Die erste stammt vom BGH. Es handelt sich bei dem BGH, Beschl. v. 31.07.2024 – XII ZB 573/23 – zwar um eine Entscheidung aus einem Zivilverfahren. Die Ausführungen des BGH zur Prüfpflicht des Rechtsanwalts betreffend den Ablauf von Rechtsmittelbegründungsfristen können aber auch im Strafverfahren von Bedeutung haben, wenn dem Mandanten, wie z.B. bei der Nebenklage, ausnahmsweise ein Verschulden seines Anwalts zugerechnet wird.

Gestritten wird in dem vom BGH entschiedenen Verfahren (noch) um Wiedereinsetzung gegen die Versäumung einer Beschwerdebegründungsfrist. Das AG hatte den Antragsgegner in einem Verfahren nach § 266 Abs. 1 Nr. 3 FamFG (sonstige Familiensache) verpflichtet, an die Antragstellerin, seine von ihm getrennt lebende Ehefrau, einen Betrag von 293.000 EUR nebst Zinsen zu zahlen. Gegen den seinem Verfahrensbevollmächtigten am 25.07.2023 zugestellten Beschluss hat der Antragsgegner am 24.08.2023 beim AG Beschwerde eingelegt und diese am 02.10.2023 begründet. Das AG hat den mit einer qualifizierten elektronischen Signatur versehenen Schriftsatz am 04.10.2023 auf elektronischem Wege an das OLG weitergeleitet. Durch Beschluss vom selben Tag hat das OLG darauf hingewiesen, dass beabsichtigt sei, die Beschwerde des Antragsgegners als unzulässig zu verwerfen, weil eine Rechtsmittelbegründung nicht innerhalb der Frist des § 117 Abs. 1 Satz 3 FamFG eingegangen sei. Dieser Hinweis ist dem Verfahrensbevollmächtigten des Antragsgegners am 06.10.2023 zugegangen.
○ ○ ○
_AUFGABEN_:
1. Gib aus dem Text zur Beschwerdebegründungsfrist die Stelle von „Die erste stammt“ bis einschließlich „Anwalts zugerechnet wird.“ wortgetreu aus.
2. Knüpfe an das Ende des Textes zur Beschwerdebegründungsfrist an und schreibe ihn weiter.
Die Datensätze werden hier nicht gebraucht.
○ ○ ○
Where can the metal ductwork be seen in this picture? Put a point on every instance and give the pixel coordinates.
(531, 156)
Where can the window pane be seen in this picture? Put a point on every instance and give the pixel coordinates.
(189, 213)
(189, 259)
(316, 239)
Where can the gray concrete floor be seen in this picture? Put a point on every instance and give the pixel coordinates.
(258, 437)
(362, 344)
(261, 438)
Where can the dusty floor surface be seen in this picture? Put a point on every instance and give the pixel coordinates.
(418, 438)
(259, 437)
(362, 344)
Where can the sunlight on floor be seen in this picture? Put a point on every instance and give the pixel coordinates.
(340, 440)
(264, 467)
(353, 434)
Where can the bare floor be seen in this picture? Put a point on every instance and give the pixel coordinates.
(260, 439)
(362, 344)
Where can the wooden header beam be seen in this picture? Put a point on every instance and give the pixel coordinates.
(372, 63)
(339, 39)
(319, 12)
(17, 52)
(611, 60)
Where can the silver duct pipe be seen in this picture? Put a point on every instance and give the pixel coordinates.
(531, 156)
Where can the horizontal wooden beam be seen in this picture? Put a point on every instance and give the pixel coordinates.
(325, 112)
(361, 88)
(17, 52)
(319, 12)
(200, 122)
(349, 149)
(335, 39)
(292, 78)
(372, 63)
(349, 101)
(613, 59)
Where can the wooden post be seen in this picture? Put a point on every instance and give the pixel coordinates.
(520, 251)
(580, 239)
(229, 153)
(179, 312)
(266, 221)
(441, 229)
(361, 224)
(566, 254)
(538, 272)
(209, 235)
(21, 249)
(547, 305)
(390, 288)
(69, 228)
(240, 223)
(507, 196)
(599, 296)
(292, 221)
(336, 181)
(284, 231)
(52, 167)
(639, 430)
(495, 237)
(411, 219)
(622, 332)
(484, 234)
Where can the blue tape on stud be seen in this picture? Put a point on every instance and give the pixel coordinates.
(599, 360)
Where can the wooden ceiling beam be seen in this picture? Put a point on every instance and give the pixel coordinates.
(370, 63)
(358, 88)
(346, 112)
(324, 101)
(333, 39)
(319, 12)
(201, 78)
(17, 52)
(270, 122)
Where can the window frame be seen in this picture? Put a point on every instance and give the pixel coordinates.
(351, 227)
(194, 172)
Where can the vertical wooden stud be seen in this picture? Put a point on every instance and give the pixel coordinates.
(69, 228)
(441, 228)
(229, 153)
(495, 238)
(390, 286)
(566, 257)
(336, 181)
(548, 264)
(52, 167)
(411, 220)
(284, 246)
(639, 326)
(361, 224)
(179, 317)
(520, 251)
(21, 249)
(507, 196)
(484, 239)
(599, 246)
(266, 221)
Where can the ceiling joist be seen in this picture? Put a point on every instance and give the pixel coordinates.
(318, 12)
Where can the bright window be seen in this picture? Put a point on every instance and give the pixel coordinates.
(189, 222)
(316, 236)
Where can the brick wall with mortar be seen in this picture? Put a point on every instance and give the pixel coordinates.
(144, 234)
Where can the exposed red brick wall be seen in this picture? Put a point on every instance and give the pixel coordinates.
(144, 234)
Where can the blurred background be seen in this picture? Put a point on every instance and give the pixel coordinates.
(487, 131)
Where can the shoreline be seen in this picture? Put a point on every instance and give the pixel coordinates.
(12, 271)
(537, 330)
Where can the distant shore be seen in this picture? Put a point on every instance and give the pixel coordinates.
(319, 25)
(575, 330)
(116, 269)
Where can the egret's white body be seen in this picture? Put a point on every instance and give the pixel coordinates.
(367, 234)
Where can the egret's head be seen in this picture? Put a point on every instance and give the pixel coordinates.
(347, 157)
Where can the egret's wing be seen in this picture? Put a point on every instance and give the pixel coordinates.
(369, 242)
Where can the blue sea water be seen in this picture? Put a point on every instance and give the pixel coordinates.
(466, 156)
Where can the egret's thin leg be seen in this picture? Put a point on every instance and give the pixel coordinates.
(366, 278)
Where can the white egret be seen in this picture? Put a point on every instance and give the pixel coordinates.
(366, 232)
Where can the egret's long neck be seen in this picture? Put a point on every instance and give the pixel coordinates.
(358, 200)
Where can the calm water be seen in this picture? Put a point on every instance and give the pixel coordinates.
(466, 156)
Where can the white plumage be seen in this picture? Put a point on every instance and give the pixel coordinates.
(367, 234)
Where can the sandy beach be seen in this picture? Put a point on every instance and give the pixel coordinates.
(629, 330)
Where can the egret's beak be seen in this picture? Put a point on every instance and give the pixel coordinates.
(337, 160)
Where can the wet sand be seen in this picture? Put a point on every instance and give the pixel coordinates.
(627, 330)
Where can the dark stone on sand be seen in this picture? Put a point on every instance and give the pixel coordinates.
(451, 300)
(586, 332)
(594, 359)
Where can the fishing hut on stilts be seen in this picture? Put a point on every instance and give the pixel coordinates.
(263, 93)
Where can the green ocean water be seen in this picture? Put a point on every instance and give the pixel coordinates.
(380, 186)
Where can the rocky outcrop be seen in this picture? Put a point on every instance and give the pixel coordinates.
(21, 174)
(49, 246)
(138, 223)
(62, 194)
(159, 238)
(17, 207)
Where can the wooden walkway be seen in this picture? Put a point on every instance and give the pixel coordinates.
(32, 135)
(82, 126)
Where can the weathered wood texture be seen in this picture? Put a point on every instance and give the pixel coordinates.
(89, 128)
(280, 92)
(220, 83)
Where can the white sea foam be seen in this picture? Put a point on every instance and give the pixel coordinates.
○ ○ ○
_ANTWORTEN_:
1.
Die erste stammt vom BGH. Es handelt sich bei dem BGH, Beschl. v. 31.07.2024 – XII ZB 573/23 – zwar um eine Entscheidung aus einem Zivilverfahren. Die Ausführungen des BGH zur Prüfpflicht des Rechtsanwalts betreffend den Ablauf von Rechtsmittelbegründungsfristen können aber auch im Strafverfahren von Bedeutung haben, wenn dem Mandanten, wie z.B. bei der Nebenklage, ausnahmsweise ein Verschulden seines Anwalts zugerechnet wird.

2.
Am 11.10.2023 hat der Antragsgegner beim OLG Wiedereinsetzung in die versäumte Beschwerdebegründungsfrist beantragt. Zur Begründung hat er unter Vorlage einer eidesstattlichen Versicherung der Mitarbeiterin Frau E. seines Verfahrensbevollmächtigten ausgeführt, diese sei in der Kanzlei für die Fristenverwaltung zuständig. In den mehr als 20 Jahren ihrer Beschäftigung sei ihr bislang kein Fehler im Fristenkalender unterlaufen. Nach der Organisation des Büros werde zunächst eine Vorfrist von einer Woche eingetragen, wobei die Fristen sowohl in einem gesonderten Fristenkalender als auch digital in der Anwaltssoftware notiert würden. Neben der Vorfrist gebe es ferner die sogenannte Notfrist. Der Verfahrensbevollmächtigte kontrolliere regelmäßig die Einhaltung der Fristen. Sämtliche Mitarbeiter seien bei Aufnahme ihrer Tätigkeit über die Regelungen für die Fristenkontrolle und deren Bedeutung belehrt worden. Diese Belehrungen würden auch regelmäßig wiederholt, zuletzt am 04.08.2023. Der Verfahrensbevollmächtigte habe beim Diktat der Beschwerdeschrift explizit erklärt, dass die Frist für die Beschwerdebegründung einen Monat betrage und diese allerspätestens am 25.09.2023 beim OLG, hilfsweise beim Familiengericht, einzugehen habe. Er habe ferner diktiert, dass ihm die Akte zur Vorfrist am 18.9.2023 vorgelegt werden solle, damit ausreichend Zeit für die Rechtsmittelbegründung verbleibe. Tatsächlich habe Frau E. die Vorfrist aber versehentlich für den 18.10.2023 und die Notfrist für den 25.10.2023 eingetragen. Dem Verfahrensbevollmächtigten des Antragsgegners sei dies nicht aufgefallen, da er auf die ordnungsgemäße Einhaltung und Beachtung der Fristen vertraut habe und aufgrund seiner Arbeitsbelastung eine Kontrolle nicht erfolgt sei. Erst durch den Hinweis des OLG vom 04.10.2023 habe er den Fehler bemerkt und nach seiner urlaubsbedingten Abwesenheit vom 03. bis zum 10.10.2023 den Wiedereinsetzungsantrag gestellt.

Das OLG hat den Antrag auf Wiedereinsetzung in den vorigen Stand als unbegründet zurückgewiesen. Hiergegen richtete sich die Rechtsbeschwerde des Antragsgegners, die keinen Erfolg hatte.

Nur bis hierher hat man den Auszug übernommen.